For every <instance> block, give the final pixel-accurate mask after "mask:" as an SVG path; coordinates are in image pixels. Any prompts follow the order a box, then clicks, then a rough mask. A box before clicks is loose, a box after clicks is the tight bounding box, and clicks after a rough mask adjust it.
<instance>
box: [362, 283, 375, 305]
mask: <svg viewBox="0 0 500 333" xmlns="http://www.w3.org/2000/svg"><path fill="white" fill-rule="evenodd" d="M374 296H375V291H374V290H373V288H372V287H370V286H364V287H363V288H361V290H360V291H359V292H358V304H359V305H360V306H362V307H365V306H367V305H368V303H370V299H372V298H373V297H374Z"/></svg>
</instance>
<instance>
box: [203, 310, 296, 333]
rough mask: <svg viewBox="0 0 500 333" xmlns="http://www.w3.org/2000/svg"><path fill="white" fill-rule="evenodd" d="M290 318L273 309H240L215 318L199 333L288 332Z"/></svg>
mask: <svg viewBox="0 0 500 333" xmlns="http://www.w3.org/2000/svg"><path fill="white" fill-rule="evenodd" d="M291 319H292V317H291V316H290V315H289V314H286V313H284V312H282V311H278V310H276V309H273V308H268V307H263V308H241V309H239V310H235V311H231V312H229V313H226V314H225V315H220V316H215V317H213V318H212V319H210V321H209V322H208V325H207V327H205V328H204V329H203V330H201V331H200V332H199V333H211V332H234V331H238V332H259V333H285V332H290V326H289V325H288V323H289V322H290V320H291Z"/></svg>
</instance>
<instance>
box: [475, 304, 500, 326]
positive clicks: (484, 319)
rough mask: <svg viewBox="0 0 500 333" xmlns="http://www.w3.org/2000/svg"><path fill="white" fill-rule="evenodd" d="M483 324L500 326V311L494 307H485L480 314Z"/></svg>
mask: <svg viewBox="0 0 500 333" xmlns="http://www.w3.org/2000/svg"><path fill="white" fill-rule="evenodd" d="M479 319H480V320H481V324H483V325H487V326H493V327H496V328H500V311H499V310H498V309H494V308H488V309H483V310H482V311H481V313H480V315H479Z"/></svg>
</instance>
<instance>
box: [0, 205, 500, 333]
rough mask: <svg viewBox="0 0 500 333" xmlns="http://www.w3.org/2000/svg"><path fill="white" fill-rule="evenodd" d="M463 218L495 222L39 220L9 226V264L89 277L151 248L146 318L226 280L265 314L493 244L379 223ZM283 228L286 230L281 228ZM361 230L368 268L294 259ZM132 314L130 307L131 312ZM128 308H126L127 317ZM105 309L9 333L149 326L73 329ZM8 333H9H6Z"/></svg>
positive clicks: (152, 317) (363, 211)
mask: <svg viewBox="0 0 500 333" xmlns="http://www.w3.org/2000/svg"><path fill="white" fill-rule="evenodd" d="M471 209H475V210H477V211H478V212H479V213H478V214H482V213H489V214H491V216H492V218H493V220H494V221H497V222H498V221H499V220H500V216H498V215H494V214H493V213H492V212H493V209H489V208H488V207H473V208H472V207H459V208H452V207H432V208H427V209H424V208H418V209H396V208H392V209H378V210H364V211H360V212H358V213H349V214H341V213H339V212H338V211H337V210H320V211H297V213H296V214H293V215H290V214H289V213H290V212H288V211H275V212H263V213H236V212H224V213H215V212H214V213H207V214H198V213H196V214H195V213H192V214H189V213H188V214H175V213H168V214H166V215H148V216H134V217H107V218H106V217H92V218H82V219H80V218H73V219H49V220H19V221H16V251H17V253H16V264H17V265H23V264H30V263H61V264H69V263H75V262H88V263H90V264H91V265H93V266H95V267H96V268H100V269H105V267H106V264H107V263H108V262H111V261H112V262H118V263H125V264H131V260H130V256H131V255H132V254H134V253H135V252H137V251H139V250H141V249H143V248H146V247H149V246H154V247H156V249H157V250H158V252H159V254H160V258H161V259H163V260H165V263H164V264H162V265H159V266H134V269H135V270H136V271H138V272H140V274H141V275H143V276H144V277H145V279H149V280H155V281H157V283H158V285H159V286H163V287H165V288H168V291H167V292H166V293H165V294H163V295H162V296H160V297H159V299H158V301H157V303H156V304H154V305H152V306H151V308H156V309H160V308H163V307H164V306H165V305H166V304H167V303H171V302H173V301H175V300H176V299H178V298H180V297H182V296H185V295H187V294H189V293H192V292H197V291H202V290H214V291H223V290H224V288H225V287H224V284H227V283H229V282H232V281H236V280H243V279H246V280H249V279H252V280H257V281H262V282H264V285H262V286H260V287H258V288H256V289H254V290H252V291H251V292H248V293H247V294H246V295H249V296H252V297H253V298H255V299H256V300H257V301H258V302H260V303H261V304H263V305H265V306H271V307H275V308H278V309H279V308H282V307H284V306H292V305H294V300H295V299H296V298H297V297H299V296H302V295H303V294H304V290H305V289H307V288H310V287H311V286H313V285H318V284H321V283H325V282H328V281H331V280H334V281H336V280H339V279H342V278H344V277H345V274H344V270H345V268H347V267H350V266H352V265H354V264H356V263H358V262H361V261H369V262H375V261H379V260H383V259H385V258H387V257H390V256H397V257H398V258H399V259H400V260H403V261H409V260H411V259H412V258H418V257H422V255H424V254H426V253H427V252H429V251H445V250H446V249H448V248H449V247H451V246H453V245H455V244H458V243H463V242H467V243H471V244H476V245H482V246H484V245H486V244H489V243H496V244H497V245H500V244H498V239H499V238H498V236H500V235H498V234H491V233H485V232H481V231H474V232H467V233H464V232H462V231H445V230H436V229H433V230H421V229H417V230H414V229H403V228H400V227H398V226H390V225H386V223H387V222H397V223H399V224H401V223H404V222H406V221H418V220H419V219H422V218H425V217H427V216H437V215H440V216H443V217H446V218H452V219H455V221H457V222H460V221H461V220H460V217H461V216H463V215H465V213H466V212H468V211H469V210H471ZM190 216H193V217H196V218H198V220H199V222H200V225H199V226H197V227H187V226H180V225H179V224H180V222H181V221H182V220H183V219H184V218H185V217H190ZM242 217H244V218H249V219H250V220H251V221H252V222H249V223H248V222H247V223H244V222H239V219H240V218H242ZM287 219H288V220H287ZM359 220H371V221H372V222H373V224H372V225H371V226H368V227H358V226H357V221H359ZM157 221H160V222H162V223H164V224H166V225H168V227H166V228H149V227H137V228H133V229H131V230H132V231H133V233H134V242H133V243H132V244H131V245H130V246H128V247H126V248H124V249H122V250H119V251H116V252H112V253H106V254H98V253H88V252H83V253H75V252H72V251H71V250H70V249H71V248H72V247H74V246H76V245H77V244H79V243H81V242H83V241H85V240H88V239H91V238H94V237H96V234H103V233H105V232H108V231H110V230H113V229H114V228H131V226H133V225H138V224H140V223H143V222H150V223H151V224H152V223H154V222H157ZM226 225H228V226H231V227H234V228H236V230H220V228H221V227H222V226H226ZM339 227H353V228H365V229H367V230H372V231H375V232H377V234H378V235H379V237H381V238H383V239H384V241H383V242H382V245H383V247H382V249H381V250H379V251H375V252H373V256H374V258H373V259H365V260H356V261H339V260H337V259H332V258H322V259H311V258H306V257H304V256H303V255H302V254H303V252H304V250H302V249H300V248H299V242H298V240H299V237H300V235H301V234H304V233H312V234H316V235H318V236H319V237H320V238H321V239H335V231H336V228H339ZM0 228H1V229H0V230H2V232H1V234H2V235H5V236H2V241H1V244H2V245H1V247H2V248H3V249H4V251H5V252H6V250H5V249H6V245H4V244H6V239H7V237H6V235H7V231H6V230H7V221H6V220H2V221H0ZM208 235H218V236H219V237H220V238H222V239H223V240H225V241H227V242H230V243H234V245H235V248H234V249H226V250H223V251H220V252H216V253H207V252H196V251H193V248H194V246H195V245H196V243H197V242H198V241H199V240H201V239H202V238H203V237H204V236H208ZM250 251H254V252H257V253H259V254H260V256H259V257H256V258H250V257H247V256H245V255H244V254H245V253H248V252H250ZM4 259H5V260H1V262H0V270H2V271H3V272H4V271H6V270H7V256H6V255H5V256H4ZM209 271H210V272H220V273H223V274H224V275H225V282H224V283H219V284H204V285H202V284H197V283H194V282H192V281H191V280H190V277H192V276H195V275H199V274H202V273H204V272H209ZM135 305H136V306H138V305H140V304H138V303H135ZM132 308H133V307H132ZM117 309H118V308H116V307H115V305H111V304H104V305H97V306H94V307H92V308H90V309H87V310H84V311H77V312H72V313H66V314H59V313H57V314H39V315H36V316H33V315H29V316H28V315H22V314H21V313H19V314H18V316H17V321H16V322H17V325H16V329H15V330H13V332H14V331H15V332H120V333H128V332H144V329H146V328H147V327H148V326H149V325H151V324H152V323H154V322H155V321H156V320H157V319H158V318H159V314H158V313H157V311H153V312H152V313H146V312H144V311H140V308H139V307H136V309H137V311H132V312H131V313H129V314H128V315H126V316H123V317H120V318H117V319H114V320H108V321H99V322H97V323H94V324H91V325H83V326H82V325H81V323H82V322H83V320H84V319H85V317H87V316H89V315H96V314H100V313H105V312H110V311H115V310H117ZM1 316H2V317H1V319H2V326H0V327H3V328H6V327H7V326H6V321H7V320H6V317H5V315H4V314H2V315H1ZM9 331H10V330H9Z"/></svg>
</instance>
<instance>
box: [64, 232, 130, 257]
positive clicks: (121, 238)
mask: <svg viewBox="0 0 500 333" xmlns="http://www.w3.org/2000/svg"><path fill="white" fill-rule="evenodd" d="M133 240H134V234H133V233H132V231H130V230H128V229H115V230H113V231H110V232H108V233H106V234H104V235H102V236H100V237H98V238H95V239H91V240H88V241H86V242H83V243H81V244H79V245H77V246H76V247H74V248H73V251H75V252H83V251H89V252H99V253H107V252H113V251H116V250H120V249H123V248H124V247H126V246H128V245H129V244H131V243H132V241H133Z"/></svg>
:::
From the first line of the records to the line containing "positive clicks: (484, 319)", inclusive, transcribe everything exactly and leave out the rest.

For every <instance> block, give the final pixel-accurate mask after "mask:" as an SVG path; coordinates are in image pixels. Any prompts follow the order a box, then clicks, then a rough mask. A box before clicks is loose, a box after clicks is the tight bounding box, and clicks after a rough mask adjust it.
<instance>
box: [362, 283, 375, 305]
mask: <svg viewBox="0 0 500 333" xmlns="http://www.w3.org/2000/svg"><path fill="white" fill-rule="evenodd" d="M374 296H375V291H374V290H373V288H372V287H370V286H364V287H363V288H361V290H360V291H359V292H358V304H359V305H360V306H362V307H365V306H367V305H368V303H370V299H372V298H373V297H374Z"/></svg>
</instance>
<instance>
box: [203, 310, 296, 333]
rough mask: <svg viewBox="0 0 500 333" xmlns="http://www.w3.org/2000/svg"><path fill="white" fill-rule="evenodd" d="M290 318L273 309H240L215 318L199 333L288 332Z"/></svg>
mask: <svg viewBox="0 0 500 333" xmlns="http://www.w3.org/2000/svg"><path fill="white" fill-rule="evenodd" d="M291 319H292V317H291V316H290V315H289V314H286V313H284V312H282V311H278V310H276V309H273V308H268V307H263V308H241V309H239V310H235V311H231V312H229V313H226V314H225V315H220V316H215V317H213V318H212V319H210V321H209V322H208V325H207V327H205V328H204V329H203V330H201V331H200V332H199V333H211V332H234V331H238V332H259V333H285V332H290V326H289V325H288V323H289V322H290V320H291Z"/></svg>
</instance>
<instance>
box: [475, 304, 500, 326]
positive clicks: (484, 319)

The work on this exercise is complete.